# Requirement
Pick up the commentary on how MiFID II defines financial instruments and derivatives, and keep writing from the point where it ends.

# Text passage
===============

A whole world of tedium under MiFID II. Defined, as “those instruments specified in Section C of Annex I” which are set out in the panel.
“Derivatives”, “transferable securities”, “securitised derivatives”, “structured finance products”...
Step this way for a one-way trip down an open manhole. The definitions aren’t “disjunctive”: something that is a transferable security can also be a money market instrument, a unit in collective investment scheme. Alas, a “derivative”, in MiFID speak, is restricted to those countenanced in sections 4-10, but that may not be the end of the matter:
‘derivative’ or ‘derivative contract’ means a financial instrument as set out in points (4) to (10) of Section C of Annex I to 2004/39/EC (EUR Lex)[1] as implemented by Article 38 and 39 of 1287/2006 (EUR Lex);
Details fiends will note a rather winsome circularity here, for each of the limbs (other than “financial contracts for differences”) employs the expression “derivative contract”, being the very one it purports to describe.

===============

# Data shown
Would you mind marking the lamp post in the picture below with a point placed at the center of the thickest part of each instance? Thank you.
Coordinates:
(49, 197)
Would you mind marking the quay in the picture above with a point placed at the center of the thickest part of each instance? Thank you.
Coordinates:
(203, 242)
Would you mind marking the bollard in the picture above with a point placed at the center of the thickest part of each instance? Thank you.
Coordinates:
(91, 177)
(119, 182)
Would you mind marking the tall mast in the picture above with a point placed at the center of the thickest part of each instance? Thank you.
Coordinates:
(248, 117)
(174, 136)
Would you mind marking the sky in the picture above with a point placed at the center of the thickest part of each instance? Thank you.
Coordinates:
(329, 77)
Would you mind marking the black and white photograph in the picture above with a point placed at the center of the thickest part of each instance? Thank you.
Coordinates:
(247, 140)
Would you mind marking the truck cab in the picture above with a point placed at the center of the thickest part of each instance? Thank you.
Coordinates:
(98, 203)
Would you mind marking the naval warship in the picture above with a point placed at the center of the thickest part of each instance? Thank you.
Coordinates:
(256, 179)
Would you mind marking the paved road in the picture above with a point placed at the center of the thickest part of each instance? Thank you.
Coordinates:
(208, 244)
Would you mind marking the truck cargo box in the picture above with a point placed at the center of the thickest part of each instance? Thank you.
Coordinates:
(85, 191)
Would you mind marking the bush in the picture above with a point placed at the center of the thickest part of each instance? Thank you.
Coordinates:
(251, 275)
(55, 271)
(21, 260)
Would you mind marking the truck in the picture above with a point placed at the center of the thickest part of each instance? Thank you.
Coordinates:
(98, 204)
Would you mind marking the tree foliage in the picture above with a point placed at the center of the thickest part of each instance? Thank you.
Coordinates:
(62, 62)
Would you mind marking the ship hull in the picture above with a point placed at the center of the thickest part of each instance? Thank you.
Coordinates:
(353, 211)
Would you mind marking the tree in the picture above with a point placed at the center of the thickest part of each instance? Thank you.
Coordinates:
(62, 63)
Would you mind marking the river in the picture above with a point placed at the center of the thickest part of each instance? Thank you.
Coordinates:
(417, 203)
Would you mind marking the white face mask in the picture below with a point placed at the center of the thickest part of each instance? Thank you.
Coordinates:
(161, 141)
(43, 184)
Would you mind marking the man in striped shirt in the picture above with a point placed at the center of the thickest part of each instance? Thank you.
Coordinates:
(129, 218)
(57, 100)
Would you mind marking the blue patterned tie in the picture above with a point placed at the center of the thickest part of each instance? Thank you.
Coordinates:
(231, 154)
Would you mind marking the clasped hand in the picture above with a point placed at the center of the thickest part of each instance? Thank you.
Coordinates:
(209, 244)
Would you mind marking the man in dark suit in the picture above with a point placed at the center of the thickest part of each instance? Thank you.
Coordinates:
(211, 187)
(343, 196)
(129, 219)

===============

# Answer to this task
Elsewhere — in Article 2(7) of EMIR — the Commission speaks of “OTC derivatives” or “OTC derivative contracts” — to distinguish them from “exchange-traded derivatives”, which it defines as:
a derivative contract the execution of which does not take place on a regulated market as within the meaning of Article 4(1)(14) of MiFID or on a third-country market considered as equivalent to a regulated market in accordance with Article 19(6) of MiFID
The implication here is that those taking place on a trading venue (such as an OTF or MTF) which is not a regulated market nonetheless count as OTC derivatives. But in any weather, this leaves the question of asset-backed securities unaddressed. Could something that at first glance falls outside the scope of paras 4-10, but on closer inspection may also falls within it — say, a transferable security with an embedded derivative, like a credit-linked note or even a plain old repackaging, for example — count as a “derivative contract”? European Commission draftspersons are sometimes cavalier with words you wish they’d been more careful about, and this is such a time. Unintended consequences hover over either interpretation.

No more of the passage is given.